WHAT YOU SHOULD DO:
Print every one of the records below verbatim, keeping their order.

DATASET CONTENT:
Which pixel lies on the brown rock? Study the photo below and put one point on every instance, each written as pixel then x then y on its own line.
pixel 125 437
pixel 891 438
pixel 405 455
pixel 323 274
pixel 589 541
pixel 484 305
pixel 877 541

EXERCISE RESULT:
Which pixel lies on the brown rock? Study the photo below and put one point on every instance, each written as pixel then x then y on its own line.
pixel 125 437
pixel 891 438
pixel 405 455
pixel 323 274
pixel 589 541
pixel 484 305
pixel 877 541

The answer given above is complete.